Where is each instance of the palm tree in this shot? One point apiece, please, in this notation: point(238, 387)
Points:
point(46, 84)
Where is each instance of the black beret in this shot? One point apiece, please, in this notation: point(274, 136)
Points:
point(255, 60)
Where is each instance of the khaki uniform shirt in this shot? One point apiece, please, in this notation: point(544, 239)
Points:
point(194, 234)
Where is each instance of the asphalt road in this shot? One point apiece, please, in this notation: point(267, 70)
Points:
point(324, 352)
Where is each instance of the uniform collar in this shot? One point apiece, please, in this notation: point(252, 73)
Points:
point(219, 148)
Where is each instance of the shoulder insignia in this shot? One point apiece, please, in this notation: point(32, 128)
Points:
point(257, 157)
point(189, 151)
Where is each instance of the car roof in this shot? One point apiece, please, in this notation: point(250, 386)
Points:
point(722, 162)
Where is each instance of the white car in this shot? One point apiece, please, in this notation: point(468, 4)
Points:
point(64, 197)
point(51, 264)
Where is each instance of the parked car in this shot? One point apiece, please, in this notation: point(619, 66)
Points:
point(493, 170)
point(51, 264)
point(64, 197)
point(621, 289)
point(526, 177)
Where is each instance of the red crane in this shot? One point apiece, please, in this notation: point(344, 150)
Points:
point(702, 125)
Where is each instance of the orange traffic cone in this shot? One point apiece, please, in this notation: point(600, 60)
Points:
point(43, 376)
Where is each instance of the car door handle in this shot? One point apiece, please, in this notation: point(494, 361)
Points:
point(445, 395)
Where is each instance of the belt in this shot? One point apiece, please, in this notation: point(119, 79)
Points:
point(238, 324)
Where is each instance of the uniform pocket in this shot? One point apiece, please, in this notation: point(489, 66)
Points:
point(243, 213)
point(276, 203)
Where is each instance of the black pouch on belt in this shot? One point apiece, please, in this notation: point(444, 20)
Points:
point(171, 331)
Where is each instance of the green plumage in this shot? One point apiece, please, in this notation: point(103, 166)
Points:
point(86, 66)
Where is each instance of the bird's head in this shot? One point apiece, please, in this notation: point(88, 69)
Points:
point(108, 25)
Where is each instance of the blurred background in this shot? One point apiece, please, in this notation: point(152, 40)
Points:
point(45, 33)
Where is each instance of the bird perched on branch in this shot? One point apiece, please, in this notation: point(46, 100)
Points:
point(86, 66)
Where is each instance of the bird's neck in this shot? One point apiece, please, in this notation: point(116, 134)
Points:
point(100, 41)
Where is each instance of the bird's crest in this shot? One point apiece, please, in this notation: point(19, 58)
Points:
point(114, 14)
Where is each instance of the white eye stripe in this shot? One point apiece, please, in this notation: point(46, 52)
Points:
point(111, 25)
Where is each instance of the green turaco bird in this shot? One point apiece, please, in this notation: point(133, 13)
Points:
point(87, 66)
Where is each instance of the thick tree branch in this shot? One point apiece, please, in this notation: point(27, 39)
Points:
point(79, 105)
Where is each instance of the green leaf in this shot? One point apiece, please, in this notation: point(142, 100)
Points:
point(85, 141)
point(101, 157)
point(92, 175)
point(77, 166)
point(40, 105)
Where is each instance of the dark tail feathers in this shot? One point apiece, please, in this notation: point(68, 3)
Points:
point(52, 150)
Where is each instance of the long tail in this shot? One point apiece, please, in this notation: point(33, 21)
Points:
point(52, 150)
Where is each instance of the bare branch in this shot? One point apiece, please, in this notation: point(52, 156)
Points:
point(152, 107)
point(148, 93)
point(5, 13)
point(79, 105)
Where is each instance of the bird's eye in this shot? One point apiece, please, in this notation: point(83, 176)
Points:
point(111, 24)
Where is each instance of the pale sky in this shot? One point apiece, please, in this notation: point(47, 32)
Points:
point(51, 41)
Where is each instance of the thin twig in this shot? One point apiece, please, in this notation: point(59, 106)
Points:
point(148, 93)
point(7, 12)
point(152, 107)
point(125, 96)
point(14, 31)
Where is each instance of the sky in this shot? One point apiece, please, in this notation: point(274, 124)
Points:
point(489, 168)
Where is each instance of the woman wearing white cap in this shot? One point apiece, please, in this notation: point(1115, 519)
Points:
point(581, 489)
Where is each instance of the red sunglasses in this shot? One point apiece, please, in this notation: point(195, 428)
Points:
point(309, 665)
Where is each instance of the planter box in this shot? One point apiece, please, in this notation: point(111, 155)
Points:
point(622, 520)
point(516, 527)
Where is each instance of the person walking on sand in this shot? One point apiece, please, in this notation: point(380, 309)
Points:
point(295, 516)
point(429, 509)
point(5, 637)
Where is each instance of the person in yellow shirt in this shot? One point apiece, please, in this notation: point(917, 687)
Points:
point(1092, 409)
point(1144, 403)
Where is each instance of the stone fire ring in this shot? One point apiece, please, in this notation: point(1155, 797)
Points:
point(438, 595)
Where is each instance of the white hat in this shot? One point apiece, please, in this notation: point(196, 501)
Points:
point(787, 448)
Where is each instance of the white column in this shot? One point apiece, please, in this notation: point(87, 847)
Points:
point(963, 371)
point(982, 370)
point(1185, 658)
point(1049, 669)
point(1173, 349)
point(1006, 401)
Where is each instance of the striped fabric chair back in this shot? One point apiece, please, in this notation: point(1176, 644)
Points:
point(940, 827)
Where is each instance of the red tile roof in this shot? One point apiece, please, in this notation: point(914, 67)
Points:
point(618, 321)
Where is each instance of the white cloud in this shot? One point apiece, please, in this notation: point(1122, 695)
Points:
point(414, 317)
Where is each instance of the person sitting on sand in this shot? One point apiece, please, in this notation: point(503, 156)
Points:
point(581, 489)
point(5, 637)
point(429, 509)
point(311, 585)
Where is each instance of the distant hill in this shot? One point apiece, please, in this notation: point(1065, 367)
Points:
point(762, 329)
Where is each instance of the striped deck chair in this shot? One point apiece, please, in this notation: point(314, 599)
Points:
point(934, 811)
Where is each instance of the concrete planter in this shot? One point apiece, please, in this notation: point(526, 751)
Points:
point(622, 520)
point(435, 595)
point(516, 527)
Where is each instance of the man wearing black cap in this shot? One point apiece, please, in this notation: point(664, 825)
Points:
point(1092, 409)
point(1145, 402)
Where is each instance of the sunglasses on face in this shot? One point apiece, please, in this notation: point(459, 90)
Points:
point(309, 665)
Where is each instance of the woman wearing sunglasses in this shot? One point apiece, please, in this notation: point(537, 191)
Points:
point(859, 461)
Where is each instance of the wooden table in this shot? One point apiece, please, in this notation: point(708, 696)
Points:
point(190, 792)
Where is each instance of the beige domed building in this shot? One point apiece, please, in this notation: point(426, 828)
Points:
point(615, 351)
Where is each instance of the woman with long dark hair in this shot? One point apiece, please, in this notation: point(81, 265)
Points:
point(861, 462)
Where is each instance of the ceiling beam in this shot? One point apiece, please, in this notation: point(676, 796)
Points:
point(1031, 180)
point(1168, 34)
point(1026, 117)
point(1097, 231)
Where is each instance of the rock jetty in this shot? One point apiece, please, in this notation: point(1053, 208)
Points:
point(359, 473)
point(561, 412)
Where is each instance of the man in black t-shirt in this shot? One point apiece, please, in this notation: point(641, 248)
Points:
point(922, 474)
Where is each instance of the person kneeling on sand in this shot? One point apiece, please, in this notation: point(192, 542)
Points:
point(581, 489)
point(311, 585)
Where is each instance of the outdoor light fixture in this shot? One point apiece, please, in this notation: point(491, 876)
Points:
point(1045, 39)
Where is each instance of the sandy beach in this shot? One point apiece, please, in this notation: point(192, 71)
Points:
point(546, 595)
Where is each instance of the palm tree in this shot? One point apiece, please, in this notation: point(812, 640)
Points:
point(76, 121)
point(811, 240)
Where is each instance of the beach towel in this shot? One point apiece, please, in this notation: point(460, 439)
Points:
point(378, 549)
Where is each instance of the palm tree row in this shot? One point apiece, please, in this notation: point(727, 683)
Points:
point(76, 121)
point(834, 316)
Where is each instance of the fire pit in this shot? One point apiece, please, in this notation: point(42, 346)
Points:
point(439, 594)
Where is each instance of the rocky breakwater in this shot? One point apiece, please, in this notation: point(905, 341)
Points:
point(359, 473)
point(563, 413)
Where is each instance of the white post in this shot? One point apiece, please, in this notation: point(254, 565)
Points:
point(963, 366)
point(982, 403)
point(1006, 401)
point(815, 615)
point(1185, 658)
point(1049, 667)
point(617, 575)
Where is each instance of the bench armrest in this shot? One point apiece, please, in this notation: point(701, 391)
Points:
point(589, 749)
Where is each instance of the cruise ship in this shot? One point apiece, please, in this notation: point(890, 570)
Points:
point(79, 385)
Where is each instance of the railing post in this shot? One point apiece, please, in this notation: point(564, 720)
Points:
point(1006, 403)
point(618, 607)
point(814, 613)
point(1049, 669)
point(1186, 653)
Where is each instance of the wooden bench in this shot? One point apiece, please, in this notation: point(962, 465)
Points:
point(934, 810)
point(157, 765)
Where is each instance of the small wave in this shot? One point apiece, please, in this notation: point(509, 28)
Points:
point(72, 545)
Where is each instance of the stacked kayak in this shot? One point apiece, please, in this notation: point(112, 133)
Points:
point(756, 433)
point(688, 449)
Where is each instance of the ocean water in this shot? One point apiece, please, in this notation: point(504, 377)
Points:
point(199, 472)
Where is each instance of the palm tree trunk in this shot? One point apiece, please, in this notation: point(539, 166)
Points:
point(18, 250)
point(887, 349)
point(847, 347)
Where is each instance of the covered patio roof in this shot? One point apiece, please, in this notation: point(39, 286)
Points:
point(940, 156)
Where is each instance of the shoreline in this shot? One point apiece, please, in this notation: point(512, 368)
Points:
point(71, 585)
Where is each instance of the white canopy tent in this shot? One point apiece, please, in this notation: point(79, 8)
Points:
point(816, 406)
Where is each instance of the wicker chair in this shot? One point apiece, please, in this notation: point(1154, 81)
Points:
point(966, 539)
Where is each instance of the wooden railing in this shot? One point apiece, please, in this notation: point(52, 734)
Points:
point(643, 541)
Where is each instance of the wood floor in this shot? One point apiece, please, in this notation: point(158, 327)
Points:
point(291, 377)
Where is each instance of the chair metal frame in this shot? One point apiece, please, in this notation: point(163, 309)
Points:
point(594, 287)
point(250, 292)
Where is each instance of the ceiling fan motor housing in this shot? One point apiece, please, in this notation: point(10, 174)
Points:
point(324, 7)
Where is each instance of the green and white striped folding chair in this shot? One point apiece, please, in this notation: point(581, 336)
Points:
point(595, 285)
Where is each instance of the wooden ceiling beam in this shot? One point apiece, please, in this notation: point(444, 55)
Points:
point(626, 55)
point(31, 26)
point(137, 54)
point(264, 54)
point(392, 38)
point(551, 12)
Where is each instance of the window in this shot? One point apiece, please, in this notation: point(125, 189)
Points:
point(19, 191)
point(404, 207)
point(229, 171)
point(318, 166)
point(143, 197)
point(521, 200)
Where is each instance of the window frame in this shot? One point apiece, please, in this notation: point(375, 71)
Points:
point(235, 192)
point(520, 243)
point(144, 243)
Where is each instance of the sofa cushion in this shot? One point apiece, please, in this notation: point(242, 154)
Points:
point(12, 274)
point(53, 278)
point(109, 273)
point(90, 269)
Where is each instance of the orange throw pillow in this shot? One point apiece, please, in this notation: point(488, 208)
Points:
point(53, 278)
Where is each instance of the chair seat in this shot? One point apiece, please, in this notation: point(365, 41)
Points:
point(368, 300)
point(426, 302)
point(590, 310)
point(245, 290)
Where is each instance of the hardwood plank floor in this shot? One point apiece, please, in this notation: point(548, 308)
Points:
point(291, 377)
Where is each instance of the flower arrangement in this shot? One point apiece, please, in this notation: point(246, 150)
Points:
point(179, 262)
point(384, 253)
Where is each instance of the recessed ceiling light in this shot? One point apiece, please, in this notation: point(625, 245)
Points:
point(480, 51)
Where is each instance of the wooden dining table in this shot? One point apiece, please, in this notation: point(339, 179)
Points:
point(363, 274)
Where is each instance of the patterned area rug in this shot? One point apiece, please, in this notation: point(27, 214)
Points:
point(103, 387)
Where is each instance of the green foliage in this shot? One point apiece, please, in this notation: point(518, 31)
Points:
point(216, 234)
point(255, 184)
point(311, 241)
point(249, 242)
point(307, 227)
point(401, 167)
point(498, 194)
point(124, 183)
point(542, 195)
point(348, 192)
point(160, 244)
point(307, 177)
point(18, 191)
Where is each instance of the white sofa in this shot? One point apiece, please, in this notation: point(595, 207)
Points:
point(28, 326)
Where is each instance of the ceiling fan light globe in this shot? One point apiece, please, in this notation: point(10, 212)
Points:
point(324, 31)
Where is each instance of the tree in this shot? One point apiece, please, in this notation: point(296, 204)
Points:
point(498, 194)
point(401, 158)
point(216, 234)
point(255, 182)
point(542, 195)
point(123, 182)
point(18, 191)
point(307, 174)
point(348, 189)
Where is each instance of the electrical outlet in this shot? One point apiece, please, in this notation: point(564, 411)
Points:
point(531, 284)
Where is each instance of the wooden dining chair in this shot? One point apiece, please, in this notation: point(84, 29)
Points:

────────────────

[REQUIRED WORK]
Using the material above, state how many lines carry the word "light", giving the number alone.

[OUTPUT OF THE TASK]
3